#### RECORDS FOR THIS TASK
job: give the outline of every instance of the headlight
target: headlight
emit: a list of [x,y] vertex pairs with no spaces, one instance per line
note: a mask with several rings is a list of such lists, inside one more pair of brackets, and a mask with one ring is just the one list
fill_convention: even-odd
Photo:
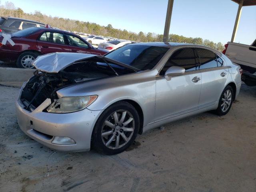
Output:
[[46,109],[49,113],[66,113],[80,111],[92,104],[97,95],[82,97],[64,97],[57,100]]

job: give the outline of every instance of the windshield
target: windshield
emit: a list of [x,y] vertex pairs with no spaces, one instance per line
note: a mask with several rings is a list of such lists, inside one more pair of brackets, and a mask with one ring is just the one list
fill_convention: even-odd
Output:
[[119,48],[104,56],[143,70],[154,67],[168,49],[133,44]]
[[5,19],[0,17],[0,25],[2,25],[5,21]]
[[39,30],[40,30],[40,29],[36,27],[30,27],[13,33],[12,35],[18,37],[25,37],[33,34]]

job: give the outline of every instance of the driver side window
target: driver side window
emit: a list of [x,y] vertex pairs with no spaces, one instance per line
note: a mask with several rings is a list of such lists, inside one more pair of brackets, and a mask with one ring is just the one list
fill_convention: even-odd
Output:
[[197,65],[194,49],[182,48],[176,51],[172,54],[160,74],[164,75],[167,70],[172,66],[183,67],[187,72],[198,70]]

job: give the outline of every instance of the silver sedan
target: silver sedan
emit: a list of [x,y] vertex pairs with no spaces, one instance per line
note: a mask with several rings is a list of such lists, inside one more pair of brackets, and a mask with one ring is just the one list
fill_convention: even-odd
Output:
[[205,46],[128,45],[104,56],[40,56],[16,103],[20,127],[56,150],[121,152],[138,134],[207,111],[226,114],[240,67]]

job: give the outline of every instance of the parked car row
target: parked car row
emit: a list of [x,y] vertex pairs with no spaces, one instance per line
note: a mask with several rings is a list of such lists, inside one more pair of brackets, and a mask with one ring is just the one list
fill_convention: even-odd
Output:
[[0,34],[1,32],[12,34],[30,27],[44,27],[44,24],[30,20],[0,16]]

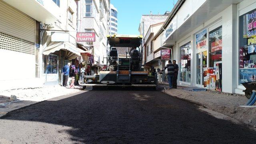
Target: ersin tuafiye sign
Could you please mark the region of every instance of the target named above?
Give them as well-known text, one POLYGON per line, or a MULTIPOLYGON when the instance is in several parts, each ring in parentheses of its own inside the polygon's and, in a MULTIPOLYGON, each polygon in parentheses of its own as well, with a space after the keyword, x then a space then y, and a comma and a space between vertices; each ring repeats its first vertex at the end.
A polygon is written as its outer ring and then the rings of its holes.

#### WHAT TO DO
Copy out the entries exactly, from the line with "job: give the outline of every instance of the parked" up to and including the last line of the entries, and leave the pictures out of your copy.

#### ANSWER TO THIS PROBLEM
job: give the outline of every instance of the parked car row
target: parked car row
emit: a list of [x,y] vertex pairs with no spaces, one instance per line
note: a mask with several rings is a list of such lists, inside one more pair of brackets, and a mask with one ring is just the one list
fill_convention: even-odd
Output:
[[0,34],[1,32],[12,34],[30,27],[44,27],[44,24],[30,20],[0,16]]

Target: ersin tuafiye sign
Could you please mark the region of every instance of the target named above?
Give them as well-known text, one POLYGON per line, or a MULTIPOLYGON when the instance is in several parts, each ring in parentheses of its own inside the polygon's and, in a MULTIPOLYGON, each polygon in parentheses of its own as well, with a space after the keyword, x then a space then y, and a comma and a space between vertices; each ring repeats its first vertex at the end.
A polygon is written as its outer ring and then the rings of its holes.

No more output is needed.